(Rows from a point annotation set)
================================
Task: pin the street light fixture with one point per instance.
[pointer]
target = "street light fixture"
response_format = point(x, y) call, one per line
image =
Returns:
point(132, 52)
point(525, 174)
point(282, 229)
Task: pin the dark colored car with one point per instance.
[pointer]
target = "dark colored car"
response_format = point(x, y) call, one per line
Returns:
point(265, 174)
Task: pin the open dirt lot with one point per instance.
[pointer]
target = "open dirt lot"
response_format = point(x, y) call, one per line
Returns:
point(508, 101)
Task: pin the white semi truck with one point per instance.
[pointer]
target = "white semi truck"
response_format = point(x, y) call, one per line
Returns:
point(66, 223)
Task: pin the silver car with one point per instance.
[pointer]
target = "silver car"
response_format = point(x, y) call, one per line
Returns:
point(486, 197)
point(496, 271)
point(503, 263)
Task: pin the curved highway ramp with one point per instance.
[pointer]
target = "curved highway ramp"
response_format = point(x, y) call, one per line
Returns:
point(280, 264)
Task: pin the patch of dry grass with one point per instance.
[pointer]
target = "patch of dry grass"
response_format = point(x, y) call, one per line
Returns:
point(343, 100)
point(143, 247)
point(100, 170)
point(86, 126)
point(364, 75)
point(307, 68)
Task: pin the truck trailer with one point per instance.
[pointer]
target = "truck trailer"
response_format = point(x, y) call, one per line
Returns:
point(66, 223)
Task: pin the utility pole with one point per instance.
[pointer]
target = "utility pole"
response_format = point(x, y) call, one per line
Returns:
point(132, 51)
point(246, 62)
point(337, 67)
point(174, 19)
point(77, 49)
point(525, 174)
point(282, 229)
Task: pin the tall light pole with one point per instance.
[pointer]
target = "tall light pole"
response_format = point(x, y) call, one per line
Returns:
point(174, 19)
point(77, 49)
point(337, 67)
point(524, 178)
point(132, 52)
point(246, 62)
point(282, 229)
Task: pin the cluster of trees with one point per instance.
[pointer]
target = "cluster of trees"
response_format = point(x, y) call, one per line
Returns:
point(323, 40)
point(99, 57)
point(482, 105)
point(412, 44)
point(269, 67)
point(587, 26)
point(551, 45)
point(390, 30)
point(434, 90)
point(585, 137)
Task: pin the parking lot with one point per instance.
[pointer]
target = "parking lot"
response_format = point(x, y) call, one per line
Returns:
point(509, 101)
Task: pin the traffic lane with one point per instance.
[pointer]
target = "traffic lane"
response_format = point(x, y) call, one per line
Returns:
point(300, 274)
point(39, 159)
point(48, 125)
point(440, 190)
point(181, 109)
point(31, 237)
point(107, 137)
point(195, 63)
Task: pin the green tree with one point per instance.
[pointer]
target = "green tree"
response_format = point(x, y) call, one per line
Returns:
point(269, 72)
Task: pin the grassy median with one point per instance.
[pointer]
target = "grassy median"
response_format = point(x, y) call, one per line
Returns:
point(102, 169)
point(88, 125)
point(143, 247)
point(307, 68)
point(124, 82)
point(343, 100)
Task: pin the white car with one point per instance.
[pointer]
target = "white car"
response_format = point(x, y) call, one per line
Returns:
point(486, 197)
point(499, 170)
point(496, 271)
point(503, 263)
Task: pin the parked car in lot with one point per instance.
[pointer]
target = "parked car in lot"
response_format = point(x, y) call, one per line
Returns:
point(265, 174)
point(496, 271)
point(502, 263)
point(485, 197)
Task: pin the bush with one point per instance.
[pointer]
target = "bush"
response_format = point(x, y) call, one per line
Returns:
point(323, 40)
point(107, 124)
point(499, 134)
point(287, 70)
================================
SHORT PROBLEM => Edit the rows above by replacing every instance of "pin" with "mark", and reproduce them with all other text unchanged.

COMPLETED TASK =>
Task: mark the street light fixture with one point per instance.
[pointer]
target = "street light fixture"
response_format = point(x, y) call, one per line
image =
Returns:
point(132, 52)
point(525, 174)
point(282, 229)
Task: mark the dark colored car with one point per instance.
[pointer]
target = "dark colored car"
response_format = point(x, y) call, one per line
Returns:
point(265, 174)
Task: mark the open dirt lot with one point per instance.
[pointer]
target = "open dirt lot"
response_format = point(x, y) call, one per line
Returns:
point(508, 101)
Task: mark the white semi truck with one point per instance.
[pointer]
target = "white semi truck"
response_format = point(x, y) call, one per line
Returns:
point(66, 223)
Task: mark the silver car with one point per instance.
[pointer]
target = "silver car"
response_format = point(x, y) call, one per line
Returns:
point(486, 197)
point(496, 271)
point(503, 263)
Task: mark the curved highway ramp with one point per instance.
[pointer]
target = "curved highway ramp"
response_format = point(x, y) call, one per line
Returns:
point(280, 264)
Task: mark the patch of dry grass with one point per instance.
[pointer]
target = "patch of dry grass"
response_format = point(x, y) call, one per line
Returns:
point(343, 100)
point(143, 247)
point(100, 170)
point(86, 126)
point(364, 75)
point(307, 68)
Task: mark the truck trailer with one point per instance.
[pointer]
target = "truck trailer"
response_format = point(x, y) call, one per line
Returns:
point(66, 223)
Task: mark the utility pole with one point per instance.
[pointer]
target = "utility pole"
response_format = point(x, y) call, one per line
Returns:
point(132, 51)
point(246, 62)
point(337, 67)
point(174, 19)
point(77, 49)
point(525, 174)
point(282, 229)
Task: mark the tall light pole with one point per instance.
[pointer]
target = "tall light pole"
response_format = point(x, y) call, one per line
Returns:
point(174, 19)
point(77, 49)
point(337, 67)
point(524, 178)
point(132, 52)
point(246, 62)
point(282, 229)
Task: mark the cluster of trees with one point per instance.
[pointer]
target = "cluster of trees"
response_format = point(x, y) call, one per line
Returns:
point(323, 40)
point(99, 57)
point(482, 105)
point(412, 44)
point(269, 67)
point(587, 26)
point(551, 45)
point(390, 30)
point(434, 90)
point(585, 137)
Task: mark the parking lot with one point per instance.
[pointer]
target = "parking lot"
response_format = point(x, y) call, one per line
Returns:
point(509, 101)
Task: mark the traffic lane with one point per instance.
[pointer]
target = "traffic lane"
response_format = point(x, y) call, one per line
Returns:
point(300, 274)
point(39, 159)
point(48, 125)
point(440, 190)
point(181, 109)
point(31, 237)
point(107, 137)
point(195, 63)
Task: mark the green tree with one point per instance.
[pointer]
target = "green tree"
response_format = point(x, y) call, one per line
Returns:
point(269, 72)
Task: mark the grassy median with one point per instance.
[pointer]
target = "grassy median"
response_format = point(x, y) call, one per line
Returns:
point(102, 169)
point(88, 125)
point(143, 247)
point(307, 68)
point(124, 82)
point(343, 100)
Task: mark the white car with one point per instance.
[pointer]
target = "white car"
response_format = point(x, y) call, one per line
Returns:
point(486, 197)
point(499, 170)
point(496, 271)
point(503, 263)
Task: mark the parked car in lot with one point per instance.
[pointer]
target = "parked car in lot"
response_format = point(x, y) call, one per line
Returns:
point(265, 174)
point(496, 271)
point(502, 263)
point(485, 197)
Task: mark the bush with one point per instance.
[pointer]
target = "bush"
response_format = point(x, y) call, one per line
Returns:
point(323, 40)
point(107, 124)
point(499, 134)
point(287, 70)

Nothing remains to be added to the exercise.